Set problem:
Write out the data below in full, unchanged, minus the images.

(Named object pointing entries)
★ ★ ★

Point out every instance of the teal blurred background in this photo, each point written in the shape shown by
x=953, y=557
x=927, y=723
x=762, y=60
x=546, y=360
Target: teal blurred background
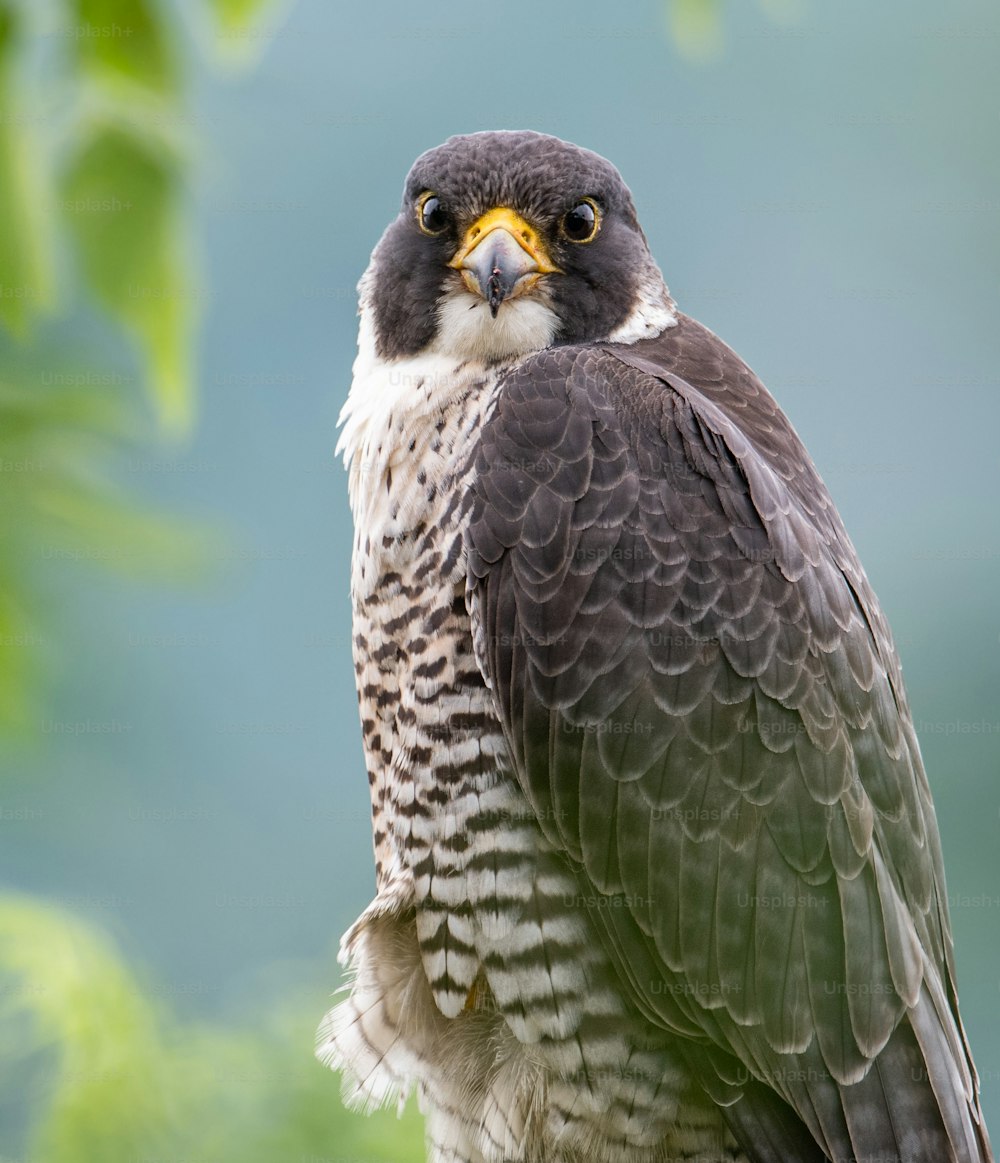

★ ★ ★

Output below:
Point out every instance of the teal blurred background in this photo, each point written in the shape shown by
x=953, y=557
x=927, y=723
x=762, y=60
x=546, y=360
Target: teal blurred background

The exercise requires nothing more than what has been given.